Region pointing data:

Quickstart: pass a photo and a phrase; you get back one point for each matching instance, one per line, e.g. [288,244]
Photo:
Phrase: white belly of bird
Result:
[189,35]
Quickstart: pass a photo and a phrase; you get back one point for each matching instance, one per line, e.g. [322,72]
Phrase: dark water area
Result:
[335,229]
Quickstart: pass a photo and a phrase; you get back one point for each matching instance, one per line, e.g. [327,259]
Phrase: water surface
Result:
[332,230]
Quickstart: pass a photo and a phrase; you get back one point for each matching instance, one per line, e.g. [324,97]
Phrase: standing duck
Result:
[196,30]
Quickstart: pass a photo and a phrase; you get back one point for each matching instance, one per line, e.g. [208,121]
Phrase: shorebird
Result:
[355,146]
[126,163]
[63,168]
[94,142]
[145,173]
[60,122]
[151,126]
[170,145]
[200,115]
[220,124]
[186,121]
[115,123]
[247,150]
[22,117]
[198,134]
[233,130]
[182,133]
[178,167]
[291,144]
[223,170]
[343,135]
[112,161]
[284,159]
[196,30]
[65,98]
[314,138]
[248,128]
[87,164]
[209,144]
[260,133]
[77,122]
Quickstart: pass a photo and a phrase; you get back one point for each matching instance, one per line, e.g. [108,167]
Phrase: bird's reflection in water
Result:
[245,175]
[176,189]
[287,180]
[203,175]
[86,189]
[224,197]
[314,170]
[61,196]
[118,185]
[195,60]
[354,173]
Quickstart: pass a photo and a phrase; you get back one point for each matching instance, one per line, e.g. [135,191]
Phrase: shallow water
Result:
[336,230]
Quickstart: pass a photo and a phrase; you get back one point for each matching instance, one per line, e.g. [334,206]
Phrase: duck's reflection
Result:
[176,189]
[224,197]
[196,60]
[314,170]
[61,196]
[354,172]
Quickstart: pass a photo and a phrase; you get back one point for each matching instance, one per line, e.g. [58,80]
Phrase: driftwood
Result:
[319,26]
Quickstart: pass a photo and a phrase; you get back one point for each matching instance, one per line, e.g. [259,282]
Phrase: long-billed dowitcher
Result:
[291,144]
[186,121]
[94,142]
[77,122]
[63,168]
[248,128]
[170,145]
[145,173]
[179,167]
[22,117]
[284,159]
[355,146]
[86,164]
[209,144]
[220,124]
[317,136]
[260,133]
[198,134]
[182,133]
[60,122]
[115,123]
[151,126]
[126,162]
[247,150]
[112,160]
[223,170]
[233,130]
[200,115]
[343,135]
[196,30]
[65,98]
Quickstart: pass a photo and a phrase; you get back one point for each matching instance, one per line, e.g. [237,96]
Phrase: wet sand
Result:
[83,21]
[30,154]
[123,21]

REQUIRED WORK: Exactly the lines from the one containing "line, e.g. [135,191]" through the last line of the records are to be transcribed, both endpoints included.

EXERCISE SOLUTION:
Quickstart: pass a photo and a phrase; you get back one point for each matching instance, one per line, e.g. [135,191]
Phrase: shallow water
Result:
[336,230]
Quickstart: pass a photo and a phrase; you get back one point for each matching instance, one per line, e.g. [334,206]
Phrase: duck's reflection
Result:
[176,189]
[224,197]
[196,60]
[314,170]
[61,196]
[354,172]
Quickstart: pass a photo and a phrase; you get back one point for each matching instance, one per line, e.g. [58,80]
Phrase: driftwood
Result:
[319,26]
Quickstart: pass a photo and a phrase; you get back one point for each matching instance, one per line, e.g. [259,282]
Phrase: long-billed dowitcher
Result:
[291,144]
[186,121]
[94,142]
[77,122]
[63,168]
[248,128]
[170,145]
[145,173]
[179,167]
[22,117]
[284,159]
[355,146]
[86,164]
[209,144]
[220,124]
[317,136]
[260,133]
[198,134]
[182,133]
[60,122]
[115,123]
[151,126]
[126,162]
[247,150]
[112,160]
[223,170]
[233,130]
[200,115]
[343,135]
[196,30]
[65,98]
Quickstart: pass a photo and a phrase; you get back one point for each matching instance, one per line, e.g. [237,96]
Phrase: wet sand
Result:
[83,21]
[30,154]
[123,21]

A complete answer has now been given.